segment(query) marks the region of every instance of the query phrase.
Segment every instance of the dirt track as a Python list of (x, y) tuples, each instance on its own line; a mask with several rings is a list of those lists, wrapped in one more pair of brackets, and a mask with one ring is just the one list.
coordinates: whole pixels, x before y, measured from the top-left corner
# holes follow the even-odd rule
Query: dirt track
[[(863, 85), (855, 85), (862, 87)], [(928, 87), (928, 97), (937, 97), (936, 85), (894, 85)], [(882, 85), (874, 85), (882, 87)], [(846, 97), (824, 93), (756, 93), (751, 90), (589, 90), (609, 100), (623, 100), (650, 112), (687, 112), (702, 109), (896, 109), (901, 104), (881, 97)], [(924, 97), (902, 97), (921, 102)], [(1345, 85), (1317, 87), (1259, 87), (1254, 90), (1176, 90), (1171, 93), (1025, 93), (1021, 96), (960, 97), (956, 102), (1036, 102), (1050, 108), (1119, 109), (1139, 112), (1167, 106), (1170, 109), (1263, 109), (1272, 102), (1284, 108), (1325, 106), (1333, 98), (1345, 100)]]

○ ○ ○ ○

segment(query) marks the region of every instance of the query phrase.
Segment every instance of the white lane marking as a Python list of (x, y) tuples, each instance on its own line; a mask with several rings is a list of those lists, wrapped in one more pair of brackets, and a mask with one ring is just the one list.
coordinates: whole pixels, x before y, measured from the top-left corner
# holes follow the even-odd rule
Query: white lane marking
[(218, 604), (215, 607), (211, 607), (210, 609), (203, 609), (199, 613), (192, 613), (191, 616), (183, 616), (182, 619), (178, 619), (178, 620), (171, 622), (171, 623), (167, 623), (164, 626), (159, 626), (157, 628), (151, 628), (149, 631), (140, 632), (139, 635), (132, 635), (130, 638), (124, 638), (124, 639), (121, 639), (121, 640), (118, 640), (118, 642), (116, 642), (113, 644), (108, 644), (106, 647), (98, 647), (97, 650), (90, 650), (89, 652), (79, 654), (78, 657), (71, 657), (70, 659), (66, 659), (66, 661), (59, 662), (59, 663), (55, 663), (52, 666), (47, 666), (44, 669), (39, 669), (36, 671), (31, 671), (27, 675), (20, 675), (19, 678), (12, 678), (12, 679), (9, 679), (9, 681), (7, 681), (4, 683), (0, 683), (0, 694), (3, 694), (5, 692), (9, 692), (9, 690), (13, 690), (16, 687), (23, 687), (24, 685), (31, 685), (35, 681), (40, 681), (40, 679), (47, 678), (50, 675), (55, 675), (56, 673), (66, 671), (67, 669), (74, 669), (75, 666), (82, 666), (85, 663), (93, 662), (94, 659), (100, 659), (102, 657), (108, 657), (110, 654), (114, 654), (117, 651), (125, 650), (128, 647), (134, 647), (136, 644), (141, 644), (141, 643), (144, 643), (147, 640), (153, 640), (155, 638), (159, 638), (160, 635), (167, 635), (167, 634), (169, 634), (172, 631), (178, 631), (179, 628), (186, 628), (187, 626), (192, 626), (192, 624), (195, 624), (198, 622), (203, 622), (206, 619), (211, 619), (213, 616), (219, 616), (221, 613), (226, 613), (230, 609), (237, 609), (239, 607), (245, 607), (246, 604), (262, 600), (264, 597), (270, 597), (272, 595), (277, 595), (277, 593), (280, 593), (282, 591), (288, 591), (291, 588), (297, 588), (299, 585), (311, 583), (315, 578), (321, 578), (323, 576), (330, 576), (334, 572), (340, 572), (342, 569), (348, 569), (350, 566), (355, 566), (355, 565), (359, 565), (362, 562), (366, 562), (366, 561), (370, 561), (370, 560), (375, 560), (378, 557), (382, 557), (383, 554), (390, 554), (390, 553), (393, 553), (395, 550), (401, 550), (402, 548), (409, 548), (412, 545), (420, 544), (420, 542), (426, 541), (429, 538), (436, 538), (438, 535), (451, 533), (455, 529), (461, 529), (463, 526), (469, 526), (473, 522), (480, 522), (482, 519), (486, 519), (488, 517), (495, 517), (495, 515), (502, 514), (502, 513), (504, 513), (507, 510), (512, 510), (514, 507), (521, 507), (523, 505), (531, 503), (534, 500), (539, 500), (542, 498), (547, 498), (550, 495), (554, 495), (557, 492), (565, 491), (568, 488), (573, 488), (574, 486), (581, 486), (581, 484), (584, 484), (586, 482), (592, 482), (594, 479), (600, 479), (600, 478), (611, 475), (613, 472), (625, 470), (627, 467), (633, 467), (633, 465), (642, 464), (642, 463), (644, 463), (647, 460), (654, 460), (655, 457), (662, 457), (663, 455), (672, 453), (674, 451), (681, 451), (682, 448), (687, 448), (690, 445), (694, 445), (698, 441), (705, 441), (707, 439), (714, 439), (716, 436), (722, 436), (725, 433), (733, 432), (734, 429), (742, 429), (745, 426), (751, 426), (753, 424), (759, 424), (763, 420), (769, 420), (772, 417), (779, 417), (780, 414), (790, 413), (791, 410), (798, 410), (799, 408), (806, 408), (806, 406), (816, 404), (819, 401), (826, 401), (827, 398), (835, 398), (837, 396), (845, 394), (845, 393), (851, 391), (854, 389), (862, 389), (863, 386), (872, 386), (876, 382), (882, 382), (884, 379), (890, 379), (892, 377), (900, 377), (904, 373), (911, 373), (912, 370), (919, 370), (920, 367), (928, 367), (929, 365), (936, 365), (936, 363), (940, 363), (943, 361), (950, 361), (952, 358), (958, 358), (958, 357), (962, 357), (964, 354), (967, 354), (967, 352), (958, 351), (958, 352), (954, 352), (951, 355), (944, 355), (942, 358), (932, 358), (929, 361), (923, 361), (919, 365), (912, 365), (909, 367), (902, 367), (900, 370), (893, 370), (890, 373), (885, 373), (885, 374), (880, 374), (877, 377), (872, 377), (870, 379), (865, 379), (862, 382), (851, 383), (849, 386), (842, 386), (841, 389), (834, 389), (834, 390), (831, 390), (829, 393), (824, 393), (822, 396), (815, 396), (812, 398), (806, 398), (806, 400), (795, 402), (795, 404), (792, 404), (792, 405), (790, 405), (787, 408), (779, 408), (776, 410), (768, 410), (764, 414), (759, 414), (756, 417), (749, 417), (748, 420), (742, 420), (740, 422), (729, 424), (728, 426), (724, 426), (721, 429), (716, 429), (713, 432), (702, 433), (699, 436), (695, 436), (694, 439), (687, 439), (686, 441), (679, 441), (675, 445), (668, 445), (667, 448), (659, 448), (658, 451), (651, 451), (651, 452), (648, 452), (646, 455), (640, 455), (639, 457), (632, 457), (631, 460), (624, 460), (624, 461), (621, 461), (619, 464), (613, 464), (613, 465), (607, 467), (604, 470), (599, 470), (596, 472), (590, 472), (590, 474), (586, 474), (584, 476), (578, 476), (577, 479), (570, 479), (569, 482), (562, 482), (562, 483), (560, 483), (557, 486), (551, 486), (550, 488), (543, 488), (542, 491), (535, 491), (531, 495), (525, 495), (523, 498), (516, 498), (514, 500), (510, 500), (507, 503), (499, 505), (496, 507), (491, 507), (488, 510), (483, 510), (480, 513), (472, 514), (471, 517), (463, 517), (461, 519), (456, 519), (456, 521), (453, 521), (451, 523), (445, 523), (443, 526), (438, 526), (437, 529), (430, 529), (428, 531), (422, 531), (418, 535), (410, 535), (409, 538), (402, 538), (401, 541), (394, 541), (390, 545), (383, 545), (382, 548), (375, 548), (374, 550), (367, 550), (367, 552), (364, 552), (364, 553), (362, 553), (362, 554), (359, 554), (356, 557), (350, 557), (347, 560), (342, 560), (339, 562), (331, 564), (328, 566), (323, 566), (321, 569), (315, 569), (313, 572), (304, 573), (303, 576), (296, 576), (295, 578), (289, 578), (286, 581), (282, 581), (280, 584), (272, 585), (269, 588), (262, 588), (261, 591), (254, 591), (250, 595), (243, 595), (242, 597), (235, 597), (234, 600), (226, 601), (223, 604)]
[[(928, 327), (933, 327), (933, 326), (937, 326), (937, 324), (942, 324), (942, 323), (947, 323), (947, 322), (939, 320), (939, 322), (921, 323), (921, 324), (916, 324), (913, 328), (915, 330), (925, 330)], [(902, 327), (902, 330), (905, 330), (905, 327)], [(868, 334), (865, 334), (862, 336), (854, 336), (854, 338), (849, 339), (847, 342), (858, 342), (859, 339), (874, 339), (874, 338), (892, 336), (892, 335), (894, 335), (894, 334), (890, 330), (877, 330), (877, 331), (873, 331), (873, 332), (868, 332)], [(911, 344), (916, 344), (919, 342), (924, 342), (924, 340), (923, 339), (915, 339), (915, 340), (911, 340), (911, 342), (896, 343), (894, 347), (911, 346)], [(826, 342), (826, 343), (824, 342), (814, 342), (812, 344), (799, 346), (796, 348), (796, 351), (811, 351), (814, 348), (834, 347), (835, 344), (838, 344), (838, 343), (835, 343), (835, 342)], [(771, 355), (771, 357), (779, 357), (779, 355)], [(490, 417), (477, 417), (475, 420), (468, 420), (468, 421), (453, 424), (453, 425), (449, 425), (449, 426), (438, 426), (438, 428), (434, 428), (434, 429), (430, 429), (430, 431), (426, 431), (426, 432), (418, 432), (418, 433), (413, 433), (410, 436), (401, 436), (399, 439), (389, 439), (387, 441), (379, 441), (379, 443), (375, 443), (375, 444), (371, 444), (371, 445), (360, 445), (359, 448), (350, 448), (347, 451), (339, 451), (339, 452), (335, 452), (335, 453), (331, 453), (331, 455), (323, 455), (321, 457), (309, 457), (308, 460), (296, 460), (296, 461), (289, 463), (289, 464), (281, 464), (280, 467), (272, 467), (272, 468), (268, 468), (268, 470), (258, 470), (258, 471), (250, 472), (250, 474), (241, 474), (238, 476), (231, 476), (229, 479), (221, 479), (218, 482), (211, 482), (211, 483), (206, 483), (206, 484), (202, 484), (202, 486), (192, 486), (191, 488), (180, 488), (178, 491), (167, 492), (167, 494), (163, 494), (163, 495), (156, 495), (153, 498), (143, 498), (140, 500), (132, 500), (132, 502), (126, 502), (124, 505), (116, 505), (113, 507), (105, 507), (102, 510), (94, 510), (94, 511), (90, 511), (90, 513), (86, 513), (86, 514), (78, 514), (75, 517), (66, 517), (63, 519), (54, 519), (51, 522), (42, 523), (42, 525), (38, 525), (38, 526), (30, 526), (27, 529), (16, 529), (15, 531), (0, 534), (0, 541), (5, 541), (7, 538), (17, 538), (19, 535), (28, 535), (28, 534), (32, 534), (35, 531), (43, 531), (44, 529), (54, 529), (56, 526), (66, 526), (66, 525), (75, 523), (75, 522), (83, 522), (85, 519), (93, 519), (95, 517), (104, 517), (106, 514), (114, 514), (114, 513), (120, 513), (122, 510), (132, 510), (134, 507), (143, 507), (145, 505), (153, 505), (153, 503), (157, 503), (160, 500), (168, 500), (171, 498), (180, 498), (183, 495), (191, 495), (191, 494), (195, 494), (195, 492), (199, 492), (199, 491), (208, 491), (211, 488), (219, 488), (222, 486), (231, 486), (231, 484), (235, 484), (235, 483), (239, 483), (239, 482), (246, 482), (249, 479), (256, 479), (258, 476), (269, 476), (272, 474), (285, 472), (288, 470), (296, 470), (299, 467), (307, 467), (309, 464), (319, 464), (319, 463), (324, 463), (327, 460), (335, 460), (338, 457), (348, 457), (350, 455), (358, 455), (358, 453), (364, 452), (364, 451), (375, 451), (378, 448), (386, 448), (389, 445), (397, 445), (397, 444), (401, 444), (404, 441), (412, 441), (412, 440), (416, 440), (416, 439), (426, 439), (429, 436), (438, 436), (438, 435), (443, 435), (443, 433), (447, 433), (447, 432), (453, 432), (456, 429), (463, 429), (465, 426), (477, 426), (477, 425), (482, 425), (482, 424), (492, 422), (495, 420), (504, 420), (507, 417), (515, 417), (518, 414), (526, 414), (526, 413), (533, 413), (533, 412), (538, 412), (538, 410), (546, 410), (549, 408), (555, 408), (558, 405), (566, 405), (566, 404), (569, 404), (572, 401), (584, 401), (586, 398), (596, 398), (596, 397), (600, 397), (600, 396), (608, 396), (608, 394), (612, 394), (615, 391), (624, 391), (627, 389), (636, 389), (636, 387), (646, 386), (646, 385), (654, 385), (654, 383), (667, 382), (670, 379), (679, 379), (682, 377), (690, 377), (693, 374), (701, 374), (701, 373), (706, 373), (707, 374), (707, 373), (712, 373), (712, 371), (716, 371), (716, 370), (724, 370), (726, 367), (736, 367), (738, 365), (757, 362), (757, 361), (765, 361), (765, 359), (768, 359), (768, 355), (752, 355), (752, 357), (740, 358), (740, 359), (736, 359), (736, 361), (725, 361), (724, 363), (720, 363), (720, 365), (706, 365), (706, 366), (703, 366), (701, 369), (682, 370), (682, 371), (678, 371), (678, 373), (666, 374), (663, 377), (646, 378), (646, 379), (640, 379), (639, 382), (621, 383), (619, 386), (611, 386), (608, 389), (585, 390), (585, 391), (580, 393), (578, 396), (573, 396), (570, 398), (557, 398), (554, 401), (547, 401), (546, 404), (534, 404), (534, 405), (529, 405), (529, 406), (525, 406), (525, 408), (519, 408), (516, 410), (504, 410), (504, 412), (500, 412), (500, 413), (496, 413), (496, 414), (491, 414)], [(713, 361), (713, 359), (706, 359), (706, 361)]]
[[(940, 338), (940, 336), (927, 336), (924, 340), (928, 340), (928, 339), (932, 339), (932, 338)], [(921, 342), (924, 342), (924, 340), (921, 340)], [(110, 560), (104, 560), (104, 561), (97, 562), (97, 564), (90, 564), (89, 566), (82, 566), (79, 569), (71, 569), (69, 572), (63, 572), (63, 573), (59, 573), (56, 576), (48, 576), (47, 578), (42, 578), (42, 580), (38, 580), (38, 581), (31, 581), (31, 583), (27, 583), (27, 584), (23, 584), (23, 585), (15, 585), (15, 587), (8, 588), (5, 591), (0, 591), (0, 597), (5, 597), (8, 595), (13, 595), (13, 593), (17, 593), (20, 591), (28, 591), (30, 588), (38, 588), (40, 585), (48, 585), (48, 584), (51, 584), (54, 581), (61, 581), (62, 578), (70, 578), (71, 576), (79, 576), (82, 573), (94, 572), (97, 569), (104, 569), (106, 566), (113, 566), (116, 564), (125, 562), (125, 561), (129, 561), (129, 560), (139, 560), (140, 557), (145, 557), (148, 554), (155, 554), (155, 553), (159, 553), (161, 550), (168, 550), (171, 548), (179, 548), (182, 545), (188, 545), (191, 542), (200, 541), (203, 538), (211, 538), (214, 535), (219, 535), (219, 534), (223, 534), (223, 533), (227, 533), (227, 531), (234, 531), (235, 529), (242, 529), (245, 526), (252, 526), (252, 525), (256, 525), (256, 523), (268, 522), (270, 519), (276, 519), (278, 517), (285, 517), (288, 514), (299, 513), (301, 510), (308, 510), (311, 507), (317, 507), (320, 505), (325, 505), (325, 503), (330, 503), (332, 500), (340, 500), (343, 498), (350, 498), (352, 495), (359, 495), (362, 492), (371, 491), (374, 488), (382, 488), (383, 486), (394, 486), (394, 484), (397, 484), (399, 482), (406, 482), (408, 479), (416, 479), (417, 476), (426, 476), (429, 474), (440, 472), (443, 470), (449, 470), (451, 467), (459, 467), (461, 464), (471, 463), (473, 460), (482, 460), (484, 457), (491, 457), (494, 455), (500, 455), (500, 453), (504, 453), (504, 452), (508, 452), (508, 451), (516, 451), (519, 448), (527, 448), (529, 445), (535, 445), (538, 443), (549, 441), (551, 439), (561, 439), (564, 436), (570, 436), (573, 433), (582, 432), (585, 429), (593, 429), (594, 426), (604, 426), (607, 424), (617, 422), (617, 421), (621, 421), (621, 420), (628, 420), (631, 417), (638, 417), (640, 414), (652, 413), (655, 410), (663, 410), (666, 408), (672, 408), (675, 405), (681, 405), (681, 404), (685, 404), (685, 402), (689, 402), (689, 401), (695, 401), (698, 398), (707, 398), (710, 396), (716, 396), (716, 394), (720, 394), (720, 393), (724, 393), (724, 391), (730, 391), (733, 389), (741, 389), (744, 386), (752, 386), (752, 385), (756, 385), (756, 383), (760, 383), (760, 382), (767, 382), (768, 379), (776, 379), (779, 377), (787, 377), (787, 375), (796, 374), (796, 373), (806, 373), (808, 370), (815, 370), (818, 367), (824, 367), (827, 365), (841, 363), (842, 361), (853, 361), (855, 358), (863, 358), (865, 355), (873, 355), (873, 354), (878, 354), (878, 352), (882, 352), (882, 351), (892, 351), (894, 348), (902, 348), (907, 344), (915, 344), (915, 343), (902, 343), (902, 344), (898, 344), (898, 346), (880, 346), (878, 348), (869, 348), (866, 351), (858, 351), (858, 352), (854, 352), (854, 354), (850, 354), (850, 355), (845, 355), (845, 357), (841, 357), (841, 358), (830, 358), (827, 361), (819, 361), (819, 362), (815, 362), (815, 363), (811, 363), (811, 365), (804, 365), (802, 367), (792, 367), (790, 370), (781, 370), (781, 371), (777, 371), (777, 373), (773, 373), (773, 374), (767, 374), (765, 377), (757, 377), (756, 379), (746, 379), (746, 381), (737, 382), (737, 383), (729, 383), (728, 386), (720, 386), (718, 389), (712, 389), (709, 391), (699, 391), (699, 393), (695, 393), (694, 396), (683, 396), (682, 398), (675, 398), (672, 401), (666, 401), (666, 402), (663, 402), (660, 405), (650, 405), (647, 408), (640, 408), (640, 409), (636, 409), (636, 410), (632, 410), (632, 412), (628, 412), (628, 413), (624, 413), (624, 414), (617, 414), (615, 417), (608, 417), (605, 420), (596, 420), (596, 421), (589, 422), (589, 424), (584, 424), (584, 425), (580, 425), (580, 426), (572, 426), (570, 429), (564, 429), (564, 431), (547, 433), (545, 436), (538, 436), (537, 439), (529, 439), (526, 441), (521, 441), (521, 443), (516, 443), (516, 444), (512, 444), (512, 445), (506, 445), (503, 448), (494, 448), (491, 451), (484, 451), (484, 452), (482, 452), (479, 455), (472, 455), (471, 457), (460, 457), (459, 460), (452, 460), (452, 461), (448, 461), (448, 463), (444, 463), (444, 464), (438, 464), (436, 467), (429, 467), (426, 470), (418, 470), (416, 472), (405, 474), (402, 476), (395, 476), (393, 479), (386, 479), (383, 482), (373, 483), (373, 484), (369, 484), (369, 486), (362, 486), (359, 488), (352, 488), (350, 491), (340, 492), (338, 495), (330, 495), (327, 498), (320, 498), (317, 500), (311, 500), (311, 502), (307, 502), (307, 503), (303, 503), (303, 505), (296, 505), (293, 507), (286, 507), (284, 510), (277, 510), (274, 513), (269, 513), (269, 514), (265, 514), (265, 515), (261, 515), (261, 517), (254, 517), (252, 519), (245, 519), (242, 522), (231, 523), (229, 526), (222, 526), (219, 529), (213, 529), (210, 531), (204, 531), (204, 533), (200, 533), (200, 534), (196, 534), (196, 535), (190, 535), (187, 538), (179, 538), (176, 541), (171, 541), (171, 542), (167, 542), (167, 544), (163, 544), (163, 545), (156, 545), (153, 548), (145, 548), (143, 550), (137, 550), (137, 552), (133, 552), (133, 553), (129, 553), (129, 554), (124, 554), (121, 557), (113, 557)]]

○ ○ ○ ○

Direction
Pull out each line of the records above that contains the string "dirt". Case counts, so match upper and lower case letters precisely.

Answer in full
Segment every instance of the dirt track as a Python list of (x, y) tuples, each instance on its own line; a mask with several rings is a list of those lists, wrapped in one more pair of brackets, and a mask with one ring is just the one list.
Query: dirt track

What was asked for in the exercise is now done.